**What this task involves**:
Count up the lines below that hold "antenna", then give that count by itself.

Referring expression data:

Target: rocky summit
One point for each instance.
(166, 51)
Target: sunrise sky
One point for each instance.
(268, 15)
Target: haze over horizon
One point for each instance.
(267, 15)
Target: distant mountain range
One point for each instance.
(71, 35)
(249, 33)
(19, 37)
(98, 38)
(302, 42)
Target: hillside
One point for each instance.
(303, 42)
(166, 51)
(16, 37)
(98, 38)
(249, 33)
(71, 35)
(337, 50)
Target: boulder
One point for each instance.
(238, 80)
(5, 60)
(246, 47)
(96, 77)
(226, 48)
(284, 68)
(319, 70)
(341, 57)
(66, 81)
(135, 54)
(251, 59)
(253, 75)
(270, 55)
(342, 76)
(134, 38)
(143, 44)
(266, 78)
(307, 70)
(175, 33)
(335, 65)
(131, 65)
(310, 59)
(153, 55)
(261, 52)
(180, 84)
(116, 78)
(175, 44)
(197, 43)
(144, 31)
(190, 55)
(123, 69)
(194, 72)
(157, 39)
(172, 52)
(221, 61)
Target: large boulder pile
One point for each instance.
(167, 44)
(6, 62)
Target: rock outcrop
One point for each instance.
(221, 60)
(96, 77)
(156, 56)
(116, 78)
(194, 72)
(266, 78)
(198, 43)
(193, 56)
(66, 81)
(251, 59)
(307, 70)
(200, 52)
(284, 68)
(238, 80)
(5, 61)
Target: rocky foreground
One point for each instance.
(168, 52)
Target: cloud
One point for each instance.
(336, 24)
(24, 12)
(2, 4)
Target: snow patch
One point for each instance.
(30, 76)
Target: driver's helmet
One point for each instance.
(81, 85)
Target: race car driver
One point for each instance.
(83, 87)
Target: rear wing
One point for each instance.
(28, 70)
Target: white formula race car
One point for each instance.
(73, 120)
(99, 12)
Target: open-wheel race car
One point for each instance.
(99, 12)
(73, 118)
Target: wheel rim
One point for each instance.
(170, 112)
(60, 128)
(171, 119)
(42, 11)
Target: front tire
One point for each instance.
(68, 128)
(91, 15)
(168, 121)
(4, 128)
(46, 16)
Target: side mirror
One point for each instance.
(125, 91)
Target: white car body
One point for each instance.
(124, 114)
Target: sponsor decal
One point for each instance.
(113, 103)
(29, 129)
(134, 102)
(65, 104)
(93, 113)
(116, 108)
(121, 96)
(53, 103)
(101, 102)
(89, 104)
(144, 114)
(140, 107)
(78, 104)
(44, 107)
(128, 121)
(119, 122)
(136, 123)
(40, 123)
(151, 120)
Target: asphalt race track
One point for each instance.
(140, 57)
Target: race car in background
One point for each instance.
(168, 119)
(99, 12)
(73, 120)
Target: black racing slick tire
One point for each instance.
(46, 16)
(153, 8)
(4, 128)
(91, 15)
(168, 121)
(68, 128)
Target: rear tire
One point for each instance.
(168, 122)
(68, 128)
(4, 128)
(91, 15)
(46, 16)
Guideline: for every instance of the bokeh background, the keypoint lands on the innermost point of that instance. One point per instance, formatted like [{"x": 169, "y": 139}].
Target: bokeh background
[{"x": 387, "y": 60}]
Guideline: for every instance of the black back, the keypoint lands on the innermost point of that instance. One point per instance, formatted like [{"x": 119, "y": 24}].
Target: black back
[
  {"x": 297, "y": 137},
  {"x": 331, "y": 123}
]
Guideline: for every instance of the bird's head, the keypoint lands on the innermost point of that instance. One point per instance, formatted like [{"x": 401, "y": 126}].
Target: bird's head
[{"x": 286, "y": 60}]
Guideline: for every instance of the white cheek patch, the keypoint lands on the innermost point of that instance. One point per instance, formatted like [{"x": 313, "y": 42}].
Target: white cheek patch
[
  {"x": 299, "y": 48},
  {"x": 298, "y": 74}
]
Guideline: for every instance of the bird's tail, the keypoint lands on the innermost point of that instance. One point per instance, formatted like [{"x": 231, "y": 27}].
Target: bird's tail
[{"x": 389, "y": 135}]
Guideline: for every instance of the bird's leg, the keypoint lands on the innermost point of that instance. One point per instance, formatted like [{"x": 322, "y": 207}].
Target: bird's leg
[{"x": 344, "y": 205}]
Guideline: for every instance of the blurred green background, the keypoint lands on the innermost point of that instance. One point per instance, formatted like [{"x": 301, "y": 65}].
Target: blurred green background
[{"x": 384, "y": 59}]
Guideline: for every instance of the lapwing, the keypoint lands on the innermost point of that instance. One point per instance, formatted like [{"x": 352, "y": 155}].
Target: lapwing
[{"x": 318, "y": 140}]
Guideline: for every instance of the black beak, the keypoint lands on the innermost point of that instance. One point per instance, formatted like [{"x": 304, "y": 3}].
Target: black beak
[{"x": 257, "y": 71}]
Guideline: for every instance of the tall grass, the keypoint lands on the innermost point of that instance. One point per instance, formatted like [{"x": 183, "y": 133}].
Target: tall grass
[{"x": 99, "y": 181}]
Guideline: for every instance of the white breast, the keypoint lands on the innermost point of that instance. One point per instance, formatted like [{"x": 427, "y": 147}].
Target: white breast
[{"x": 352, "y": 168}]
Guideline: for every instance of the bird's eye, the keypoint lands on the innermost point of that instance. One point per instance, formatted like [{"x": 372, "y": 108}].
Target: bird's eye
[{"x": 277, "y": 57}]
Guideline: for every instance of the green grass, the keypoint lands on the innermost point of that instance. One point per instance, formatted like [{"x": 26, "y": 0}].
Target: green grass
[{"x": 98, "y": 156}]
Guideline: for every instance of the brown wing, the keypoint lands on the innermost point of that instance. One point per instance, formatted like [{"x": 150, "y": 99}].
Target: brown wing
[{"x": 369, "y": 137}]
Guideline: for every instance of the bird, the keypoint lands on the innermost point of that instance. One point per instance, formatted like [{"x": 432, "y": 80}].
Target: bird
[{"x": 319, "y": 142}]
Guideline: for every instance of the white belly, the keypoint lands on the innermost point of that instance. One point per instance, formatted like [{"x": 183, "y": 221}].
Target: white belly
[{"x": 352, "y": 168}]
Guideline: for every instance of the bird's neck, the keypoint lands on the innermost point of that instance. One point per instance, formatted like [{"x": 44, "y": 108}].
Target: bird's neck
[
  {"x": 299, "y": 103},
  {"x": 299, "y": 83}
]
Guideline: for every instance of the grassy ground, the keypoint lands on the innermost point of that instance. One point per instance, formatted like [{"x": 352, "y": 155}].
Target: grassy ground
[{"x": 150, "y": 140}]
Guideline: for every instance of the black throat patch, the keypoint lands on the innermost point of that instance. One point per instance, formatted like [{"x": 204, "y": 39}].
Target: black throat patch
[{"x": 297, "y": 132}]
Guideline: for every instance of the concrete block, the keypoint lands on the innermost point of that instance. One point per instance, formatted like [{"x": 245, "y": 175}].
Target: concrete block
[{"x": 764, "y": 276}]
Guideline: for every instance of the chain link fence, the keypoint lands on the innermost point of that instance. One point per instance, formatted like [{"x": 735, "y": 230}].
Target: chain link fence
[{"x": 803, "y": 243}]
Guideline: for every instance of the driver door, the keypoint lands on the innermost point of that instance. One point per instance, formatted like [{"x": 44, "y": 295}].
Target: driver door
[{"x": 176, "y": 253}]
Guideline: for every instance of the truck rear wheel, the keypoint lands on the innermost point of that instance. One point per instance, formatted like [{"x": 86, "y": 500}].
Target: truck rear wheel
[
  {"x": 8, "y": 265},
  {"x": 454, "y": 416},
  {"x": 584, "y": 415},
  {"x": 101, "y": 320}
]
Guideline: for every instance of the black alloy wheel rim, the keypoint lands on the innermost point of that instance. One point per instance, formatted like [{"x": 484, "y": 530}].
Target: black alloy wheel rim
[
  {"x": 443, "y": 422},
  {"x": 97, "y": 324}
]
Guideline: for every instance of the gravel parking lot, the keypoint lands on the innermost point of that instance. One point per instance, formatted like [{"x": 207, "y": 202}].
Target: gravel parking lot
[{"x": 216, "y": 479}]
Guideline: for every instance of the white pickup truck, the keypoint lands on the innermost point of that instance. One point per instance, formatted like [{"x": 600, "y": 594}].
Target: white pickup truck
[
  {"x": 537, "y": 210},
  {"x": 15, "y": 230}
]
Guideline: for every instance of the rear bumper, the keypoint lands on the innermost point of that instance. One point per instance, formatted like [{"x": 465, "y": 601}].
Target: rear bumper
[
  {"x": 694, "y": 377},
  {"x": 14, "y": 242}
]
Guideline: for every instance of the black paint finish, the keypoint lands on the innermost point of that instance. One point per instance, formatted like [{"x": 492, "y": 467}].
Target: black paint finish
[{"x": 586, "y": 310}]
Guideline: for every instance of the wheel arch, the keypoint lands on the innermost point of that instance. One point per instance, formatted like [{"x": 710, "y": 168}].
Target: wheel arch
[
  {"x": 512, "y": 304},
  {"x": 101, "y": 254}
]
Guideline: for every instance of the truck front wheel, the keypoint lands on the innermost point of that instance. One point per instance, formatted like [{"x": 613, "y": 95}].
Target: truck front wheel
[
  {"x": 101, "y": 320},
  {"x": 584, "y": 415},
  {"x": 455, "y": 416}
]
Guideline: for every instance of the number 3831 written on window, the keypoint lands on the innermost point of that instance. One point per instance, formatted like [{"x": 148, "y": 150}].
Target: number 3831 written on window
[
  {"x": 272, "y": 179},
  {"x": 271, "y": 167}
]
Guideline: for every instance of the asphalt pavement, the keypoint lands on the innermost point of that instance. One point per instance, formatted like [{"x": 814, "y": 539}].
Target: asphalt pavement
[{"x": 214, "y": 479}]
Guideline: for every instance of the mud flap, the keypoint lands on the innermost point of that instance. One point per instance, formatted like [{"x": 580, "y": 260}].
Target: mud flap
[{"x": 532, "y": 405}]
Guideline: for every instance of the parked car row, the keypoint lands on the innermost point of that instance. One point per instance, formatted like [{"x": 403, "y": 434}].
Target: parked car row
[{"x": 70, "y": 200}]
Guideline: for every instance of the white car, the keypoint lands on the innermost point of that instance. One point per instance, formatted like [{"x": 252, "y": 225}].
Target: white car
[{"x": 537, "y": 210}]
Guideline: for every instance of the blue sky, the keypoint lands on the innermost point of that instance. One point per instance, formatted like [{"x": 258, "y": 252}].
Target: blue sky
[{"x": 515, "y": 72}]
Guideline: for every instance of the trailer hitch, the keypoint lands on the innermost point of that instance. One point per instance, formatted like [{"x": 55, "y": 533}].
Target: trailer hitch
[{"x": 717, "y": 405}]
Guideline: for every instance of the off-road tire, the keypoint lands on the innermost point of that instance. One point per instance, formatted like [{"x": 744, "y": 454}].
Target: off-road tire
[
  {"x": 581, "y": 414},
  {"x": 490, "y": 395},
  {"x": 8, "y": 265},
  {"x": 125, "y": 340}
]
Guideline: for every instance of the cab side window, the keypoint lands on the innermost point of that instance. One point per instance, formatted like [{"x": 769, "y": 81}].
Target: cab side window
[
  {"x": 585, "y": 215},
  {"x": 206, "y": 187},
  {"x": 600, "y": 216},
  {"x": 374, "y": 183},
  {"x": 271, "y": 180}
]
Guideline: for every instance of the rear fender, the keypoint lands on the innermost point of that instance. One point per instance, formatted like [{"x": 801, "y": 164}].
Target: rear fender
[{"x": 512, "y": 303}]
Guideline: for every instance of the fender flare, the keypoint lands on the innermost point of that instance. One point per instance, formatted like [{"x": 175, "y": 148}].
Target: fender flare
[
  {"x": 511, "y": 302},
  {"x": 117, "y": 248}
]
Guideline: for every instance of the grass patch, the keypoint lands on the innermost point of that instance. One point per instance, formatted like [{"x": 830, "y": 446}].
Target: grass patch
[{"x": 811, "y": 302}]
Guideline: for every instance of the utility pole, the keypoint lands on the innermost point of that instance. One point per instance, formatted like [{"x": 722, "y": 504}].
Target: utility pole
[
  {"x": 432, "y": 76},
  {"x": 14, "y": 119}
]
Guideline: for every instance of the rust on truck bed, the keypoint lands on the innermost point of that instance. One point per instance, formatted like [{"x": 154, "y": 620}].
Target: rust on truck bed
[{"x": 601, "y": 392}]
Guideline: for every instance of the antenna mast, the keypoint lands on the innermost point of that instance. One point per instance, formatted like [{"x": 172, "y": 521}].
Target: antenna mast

**Reply to the task**:
2